**Exercise objective:** Please put the lines of the records below into a numbered list, starting at the line containing "Keypoint placement: for each instance of the small" and going up to and including the line containing "[(97, 100), (199, 57)]". Leave out any blank lines and list no other lines.

**Exercise materials:**
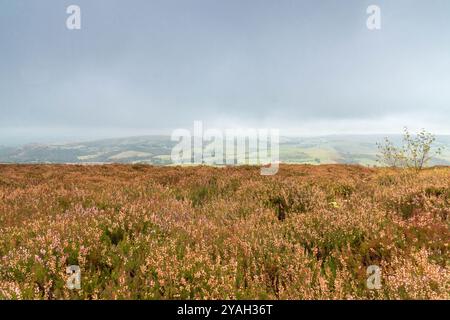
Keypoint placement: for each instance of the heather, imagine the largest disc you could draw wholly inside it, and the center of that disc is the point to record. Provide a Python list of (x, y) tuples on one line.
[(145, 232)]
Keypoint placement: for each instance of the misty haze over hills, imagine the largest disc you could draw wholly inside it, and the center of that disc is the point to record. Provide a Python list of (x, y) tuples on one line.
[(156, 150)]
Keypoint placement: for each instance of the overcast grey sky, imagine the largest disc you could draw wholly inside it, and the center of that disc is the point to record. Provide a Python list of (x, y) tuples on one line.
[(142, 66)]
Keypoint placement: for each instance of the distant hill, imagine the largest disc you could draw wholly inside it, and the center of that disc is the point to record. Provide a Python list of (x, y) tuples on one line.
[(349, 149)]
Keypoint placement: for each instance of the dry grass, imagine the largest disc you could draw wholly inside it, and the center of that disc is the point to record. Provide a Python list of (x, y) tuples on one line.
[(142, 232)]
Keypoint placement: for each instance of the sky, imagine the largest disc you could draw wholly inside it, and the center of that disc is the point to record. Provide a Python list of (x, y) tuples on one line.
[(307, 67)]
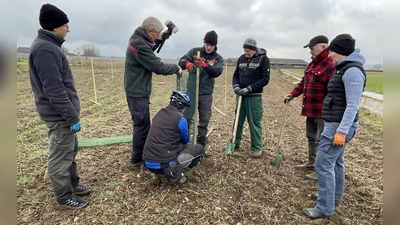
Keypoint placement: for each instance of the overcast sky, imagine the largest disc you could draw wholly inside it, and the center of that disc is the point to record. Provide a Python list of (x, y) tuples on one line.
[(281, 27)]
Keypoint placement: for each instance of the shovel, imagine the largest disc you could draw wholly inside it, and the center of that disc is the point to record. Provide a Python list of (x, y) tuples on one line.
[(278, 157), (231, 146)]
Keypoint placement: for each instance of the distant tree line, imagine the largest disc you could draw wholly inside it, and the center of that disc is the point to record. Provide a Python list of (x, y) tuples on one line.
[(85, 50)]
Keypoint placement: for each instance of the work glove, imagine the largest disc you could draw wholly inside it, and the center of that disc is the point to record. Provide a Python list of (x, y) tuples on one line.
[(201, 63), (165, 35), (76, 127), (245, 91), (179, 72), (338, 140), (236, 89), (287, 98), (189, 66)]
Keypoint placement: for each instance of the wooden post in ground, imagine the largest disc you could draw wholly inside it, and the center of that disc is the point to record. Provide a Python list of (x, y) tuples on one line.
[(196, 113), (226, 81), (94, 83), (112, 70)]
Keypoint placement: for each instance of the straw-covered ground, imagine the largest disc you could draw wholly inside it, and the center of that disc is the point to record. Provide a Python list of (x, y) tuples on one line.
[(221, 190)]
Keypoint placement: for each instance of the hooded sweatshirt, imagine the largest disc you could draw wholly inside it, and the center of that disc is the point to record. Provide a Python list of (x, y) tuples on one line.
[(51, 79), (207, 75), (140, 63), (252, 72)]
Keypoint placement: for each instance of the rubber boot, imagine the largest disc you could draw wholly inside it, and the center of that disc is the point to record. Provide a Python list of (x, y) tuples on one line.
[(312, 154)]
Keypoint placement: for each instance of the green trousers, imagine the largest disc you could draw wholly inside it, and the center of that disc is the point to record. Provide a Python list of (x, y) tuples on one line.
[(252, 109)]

---

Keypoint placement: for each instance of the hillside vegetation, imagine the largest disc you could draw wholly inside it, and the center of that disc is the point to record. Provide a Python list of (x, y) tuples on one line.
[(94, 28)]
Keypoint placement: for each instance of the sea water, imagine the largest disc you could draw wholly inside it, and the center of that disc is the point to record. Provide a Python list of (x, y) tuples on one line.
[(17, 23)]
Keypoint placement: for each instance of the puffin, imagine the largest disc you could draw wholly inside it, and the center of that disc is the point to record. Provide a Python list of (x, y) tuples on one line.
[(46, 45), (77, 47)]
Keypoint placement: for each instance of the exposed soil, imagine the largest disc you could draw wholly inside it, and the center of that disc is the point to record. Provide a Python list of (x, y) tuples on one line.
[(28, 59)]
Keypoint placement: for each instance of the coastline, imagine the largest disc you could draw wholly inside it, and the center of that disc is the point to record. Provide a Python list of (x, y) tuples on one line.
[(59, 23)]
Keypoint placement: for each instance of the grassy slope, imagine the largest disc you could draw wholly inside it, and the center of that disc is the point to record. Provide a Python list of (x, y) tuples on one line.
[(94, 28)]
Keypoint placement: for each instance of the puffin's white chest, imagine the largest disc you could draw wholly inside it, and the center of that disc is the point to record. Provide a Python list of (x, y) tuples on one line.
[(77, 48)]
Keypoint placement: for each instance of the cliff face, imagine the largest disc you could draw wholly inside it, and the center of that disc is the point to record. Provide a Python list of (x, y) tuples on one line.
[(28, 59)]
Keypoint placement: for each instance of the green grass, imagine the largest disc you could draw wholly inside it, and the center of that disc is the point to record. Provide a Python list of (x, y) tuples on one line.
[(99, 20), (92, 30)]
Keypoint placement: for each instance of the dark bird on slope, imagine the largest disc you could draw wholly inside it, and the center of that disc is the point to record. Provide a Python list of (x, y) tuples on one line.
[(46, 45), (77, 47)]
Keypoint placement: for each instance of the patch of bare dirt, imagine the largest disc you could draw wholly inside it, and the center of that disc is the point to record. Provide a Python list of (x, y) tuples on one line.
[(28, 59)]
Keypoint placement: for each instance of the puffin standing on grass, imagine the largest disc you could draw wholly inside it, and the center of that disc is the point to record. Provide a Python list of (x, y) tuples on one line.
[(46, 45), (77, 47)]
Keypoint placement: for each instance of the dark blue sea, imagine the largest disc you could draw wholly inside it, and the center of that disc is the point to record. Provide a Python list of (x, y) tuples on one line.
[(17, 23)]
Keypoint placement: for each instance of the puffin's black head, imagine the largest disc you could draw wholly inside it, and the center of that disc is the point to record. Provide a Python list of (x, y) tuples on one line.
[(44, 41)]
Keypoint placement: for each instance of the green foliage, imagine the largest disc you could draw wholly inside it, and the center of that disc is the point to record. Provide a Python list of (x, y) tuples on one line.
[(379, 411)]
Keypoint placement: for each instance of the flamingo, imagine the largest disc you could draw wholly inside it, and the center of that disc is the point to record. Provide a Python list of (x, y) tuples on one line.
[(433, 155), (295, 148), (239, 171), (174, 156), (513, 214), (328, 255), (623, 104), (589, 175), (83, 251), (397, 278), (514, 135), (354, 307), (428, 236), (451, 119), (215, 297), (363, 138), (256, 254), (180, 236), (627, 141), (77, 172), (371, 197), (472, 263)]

...

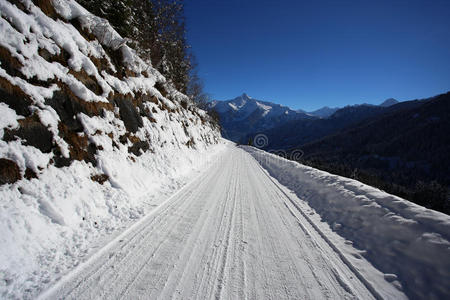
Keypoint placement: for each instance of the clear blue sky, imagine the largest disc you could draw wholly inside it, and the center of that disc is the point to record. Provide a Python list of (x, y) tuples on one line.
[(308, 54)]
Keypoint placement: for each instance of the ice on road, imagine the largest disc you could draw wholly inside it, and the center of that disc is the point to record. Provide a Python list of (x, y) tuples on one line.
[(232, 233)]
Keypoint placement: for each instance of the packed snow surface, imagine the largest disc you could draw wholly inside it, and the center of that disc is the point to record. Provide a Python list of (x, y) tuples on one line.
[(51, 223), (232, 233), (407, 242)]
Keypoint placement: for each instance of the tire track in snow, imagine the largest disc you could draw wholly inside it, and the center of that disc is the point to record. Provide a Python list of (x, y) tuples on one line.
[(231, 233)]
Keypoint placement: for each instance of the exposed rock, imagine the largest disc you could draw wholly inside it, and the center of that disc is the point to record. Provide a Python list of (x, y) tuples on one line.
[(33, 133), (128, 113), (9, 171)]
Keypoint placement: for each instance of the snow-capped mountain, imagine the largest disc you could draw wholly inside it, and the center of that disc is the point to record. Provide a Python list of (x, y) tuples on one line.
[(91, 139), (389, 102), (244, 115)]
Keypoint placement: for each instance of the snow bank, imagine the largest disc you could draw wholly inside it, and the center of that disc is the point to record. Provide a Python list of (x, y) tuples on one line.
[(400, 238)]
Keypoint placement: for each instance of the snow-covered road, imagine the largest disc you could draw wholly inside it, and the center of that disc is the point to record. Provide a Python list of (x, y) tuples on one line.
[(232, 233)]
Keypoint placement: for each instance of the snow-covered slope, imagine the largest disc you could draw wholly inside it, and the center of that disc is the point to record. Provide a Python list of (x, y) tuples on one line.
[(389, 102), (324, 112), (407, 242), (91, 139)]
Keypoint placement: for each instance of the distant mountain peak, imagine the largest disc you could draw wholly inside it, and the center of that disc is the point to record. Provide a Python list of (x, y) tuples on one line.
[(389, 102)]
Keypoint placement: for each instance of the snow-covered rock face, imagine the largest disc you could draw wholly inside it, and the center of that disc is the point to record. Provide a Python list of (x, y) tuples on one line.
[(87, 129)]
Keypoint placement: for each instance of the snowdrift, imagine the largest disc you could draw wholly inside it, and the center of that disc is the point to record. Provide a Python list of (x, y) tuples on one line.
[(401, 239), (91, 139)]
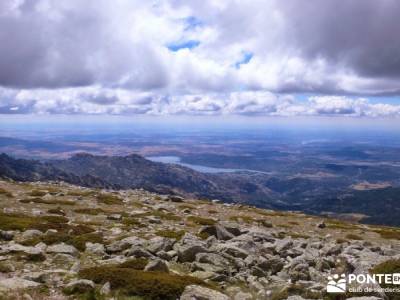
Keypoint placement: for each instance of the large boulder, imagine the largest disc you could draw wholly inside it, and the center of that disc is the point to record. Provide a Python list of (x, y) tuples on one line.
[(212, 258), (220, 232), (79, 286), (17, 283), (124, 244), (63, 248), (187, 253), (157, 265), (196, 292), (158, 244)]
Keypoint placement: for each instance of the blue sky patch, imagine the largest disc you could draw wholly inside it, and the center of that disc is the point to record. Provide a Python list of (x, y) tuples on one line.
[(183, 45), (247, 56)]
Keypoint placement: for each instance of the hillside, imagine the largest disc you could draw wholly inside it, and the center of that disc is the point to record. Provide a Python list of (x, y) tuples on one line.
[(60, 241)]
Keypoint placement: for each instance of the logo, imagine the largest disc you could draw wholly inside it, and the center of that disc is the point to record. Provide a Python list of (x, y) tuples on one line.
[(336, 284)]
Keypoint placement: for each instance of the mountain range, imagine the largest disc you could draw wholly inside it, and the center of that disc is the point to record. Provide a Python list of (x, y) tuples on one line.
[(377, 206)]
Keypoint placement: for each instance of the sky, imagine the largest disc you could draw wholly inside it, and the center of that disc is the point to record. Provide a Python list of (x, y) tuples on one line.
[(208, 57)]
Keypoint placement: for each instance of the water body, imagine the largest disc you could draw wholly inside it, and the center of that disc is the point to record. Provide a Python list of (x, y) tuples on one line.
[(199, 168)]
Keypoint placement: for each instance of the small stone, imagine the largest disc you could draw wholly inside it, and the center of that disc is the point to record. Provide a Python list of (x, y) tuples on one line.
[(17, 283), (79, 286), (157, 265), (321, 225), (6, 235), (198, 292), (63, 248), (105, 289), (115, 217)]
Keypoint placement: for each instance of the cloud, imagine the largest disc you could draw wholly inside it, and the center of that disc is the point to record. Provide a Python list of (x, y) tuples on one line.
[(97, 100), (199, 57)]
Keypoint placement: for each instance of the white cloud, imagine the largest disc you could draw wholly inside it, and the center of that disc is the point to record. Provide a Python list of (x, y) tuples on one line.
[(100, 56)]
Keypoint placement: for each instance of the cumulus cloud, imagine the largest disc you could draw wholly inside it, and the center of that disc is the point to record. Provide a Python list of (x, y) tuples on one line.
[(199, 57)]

**Solution for this exercise:**
1. Keypoint placement: for each instance of the small stone, imagine the largest disc you could draw wholly inside it, and the center of that disc is the point to record. Provide a Python list of (x, y) tuples on one line.
2. [(17, 283), (79, 286), (157, 265), (321, 225), (6, 235), (198, 292), (63, 248), (105, 289), (115, 217)]
3. Keypoint placement: for each instance of the cloud, imagine the largest disc you could draw wholly inside it, and the center of that disc is the point to record. Provide a Python list of (x, y) tuples on one line.
4. [(97, 100), (199, 57)]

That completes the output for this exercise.